Without crowds, it's given the broadcasts a markedly surreal quality, more akin to Beckettian theatre than the bombastic, interactive spectacle that wrestling usually is. Sadly, I'm not here to critique the finer points of men and women pretend-fighting in spandex (don't think my editor would go for that), but to answer the question that I'm sure has already popped into your head: How exactly has an entertainment product involving dozens of performers clutching, grappling, flipping and pinning each other in close quarters been allowed to carry on in the face of a global pandemic?

Well, it's kind of a funny story, if it weren't so troubling.

Early in the outbreak, both WWE and AEW pre-taped shows on a closed set with a skeleton crew. But even with limited personnel, it was clear the promotions weren't exactly following the physical distancing and stay-at-home measures the rest of society was beholden to. Then came the announcement, earlier this month, that WWE would be resuming broadcasting shows live to air, even flying talent in weekly to its Orlando training facility, where the shows are taped. Then the State of Florida made the baffling decision to deem wrestling an essential business—roughly two weeks after a WWE employee tested positive for the virus. (AEW, for its part, has continued to air pre-taped shows from a closed Georgia set, but plans to resume live events next month.)

State politicians were left fumbling trying to explain how wrestling could be considered "essential," while WWE put out a statement that was apocryphal even by its deluded standards.

"As a brand that has been woven into the fabric of society, WWE and its Superstars bring families together and deliver a sense of hope, determination and perseverance," said the company that once simulated an octogenarian woman giving birth to a human hand on national TV.

The joke among wrestling fans after the news broke was that WWE Hall of Famer Donald Trump—who, to my knowledge, remains the only global leader to ever find himself on the business end of a Stone Cold Stunner—had pulled some strings for his ol' pal, WWE owner Vince McMahon.

As it turned out, those rumours proved to be more believable than anyone thought. You see, Vince's wife, Linda, stepped down from her role as head of Trump's Small Business Administration last year to take over as chairwoman of America First Action, a pro-Trump Super PAC. And, in a move that would seem too convenient for even the most outlandish Hollywood script, the Super PAC committed to spending $18.5 million in Florida on the very same day the state deemed wrestling an essential business.

◆ ◆ ◆ ◆

▶ _What to do_
#1 According to the article on wrestling during the pandemic, from where has AEW continued to air its pre-taped shows?
#2 Reproduce the part of the article on wrestling during the pandemic that begins with the words "Without crowds, it's" and ends after the words "weren't so troubling.".
#3 Write the next part of the article on wrestling during the pandemic, picking up after its last sentence.

Region pointing data:
◆ ◆ ◆ ◆

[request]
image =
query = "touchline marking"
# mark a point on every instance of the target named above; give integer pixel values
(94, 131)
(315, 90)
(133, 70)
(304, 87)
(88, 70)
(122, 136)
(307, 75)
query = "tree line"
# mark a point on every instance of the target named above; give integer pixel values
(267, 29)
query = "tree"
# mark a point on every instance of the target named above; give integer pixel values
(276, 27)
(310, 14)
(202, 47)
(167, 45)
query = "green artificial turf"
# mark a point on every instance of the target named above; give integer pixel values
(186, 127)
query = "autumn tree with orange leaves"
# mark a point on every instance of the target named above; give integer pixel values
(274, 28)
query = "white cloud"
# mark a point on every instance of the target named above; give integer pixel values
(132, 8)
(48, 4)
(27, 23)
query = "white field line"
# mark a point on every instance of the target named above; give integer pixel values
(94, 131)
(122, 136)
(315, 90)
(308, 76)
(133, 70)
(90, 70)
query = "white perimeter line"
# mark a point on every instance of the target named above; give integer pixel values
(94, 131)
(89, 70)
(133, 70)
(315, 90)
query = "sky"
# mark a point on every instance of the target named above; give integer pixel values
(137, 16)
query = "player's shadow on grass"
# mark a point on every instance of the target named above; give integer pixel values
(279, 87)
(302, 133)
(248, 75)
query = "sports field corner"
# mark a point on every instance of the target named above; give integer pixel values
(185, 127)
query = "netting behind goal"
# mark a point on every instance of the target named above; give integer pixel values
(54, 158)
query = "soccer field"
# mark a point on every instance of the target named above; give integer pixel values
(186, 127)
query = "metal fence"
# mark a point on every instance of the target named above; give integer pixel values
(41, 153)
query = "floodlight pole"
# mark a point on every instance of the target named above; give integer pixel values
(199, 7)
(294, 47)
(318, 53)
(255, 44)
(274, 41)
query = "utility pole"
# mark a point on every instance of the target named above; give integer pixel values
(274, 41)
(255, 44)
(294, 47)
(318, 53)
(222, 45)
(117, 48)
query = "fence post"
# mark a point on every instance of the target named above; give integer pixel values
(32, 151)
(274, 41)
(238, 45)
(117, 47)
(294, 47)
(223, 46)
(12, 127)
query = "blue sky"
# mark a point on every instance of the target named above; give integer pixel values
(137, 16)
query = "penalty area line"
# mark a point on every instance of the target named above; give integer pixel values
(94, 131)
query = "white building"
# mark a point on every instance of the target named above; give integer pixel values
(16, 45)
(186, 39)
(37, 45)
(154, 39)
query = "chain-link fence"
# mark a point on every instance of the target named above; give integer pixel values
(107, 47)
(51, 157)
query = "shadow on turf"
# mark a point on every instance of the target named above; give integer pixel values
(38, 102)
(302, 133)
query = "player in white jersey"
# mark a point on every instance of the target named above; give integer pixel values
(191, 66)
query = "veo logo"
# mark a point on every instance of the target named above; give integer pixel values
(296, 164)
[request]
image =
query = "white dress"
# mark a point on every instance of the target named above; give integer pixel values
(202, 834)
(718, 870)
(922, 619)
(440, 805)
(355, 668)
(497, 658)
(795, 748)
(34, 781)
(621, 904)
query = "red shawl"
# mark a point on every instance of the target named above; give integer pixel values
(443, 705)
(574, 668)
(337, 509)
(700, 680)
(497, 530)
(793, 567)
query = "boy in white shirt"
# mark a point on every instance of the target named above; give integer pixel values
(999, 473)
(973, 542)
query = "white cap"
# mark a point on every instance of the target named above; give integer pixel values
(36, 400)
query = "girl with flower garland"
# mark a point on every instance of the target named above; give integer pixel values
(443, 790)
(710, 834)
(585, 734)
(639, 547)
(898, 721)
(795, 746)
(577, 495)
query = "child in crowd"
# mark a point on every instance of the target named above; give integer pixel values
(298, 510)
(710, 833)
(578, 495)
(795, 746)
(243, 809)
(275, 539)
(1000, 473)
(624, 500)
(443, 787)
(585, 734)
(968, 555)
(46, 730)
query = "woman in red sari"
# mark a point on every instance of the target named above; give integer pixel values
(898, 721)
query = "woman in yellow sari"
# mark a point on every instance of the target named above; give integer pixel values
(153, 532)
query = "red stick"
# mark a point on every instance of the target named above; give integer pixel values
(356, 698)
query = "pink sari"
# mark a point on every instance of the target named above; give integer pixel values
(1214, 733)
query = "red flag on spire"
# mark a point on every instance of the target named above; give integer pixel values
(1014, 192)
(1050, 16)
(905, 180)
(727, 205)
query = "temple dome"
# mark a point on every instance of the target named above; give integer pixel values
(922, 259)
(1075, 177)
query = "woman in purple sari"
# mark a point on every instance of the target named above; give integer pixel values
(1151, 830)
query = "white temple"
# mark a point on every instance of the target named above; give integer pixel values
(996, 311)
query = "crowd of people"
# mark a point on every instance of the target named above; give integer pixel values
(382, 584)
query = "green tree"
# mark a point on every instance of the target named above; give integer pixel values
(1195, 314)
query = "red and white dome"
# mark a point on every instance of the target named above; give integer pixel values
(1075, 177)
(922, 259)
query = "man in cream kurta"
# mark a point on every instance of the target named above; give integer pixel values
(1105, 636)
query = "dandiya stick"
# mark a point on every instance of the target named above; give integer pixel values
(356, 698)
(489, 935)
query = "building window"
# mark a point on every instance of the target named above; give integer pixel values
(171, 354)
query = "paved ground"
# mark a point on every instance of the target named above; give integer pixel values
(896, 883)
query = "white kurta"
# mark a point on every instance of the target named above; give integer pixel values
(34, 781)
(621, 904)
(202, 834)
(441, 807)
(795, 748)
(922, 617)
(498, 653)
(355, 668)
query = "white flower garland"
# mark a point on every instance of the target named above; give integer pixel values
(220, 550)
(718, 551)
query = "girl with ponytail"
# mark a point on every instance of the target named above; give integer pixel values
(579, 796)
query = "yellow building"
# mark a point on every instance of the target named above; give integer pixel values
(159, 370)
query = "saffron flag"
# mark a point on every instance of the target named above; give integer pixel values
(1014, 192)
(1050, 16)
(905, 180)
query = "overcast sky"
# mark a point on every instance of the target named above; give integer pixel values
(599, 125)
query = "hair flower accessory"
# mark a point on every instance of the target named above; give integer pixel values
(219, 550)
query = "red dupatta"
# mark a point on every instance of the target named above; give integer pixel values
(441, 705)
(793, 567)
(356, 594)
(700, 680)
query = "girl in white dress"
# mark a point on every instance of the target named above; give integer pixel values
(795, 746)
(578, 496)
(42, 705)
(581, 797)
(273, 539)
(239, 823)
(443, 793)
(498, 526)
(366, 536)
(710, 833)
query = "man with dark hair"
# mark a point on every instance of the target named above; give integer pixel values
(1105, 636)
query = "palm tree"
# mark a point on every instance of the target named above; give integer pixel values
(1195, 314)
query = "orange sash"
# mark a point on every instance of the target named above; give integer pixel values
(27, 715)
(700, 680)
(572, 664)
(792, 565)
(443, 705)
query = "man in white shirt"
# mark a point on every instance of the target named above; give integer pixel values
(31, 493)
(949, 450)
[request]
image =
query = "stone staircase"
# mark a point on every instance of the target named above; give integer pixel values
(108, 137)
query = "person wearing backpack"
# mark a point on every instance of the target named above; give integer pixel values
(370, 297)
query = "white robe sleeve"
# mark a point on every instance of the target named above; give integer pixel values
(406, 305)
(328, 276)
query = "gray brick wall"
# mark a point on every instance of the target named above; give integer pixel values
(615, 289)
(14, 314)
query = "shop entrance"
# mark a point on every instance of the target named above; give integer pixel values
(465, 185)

◆ ◆ ◆ ◆

▶ _Your written answers_
#1 AEW has aired them from a closed Georgia set.

#2
Without crowds, it's given the broadcasts a markedly surreal quality, more akin to Beckettian theatre than the bombastic, interactive spectacle that wrestling usually is. Sadly, I'm not here to critique the finer points of men and women pretend-fighting in spandex (don't think my editor would go for that), but to answer the question that I'm sure has already popped into your head: How exactly has an entertainment product involving dozens of performers clutching, grappling, flipping and pinning each other in close quarters been allowed to carry on in the face of a global pandemic?

Well, it's kind of a funny story, if it weren't so troubling.

#3
To put a cherry on top of this absurdist sundae, WWE—a company that stands to make record profits this year and counts more than half a billion dollars in reserve—laid off scores of staff the week after it was deemed essential while other (much) less profitable wrestling companies have kept their personnel on and, in some cases, continue to pay them their full salaries.

To anyone who's followed WWE over the years, McMahon's stubborn refusal to sacrifice his bottom line shouldn't come as a surprise. After all, if WWE can continue running shows for the Kingdom of Saudi Arabia—another reason the company's profits have soared of late—in spite of the public backlash after Washington Post columnist Jamal Khashoggi was tortured and executed by Saudi agents in a Turkish consulate, then some measly virus wasn't going to stop him now.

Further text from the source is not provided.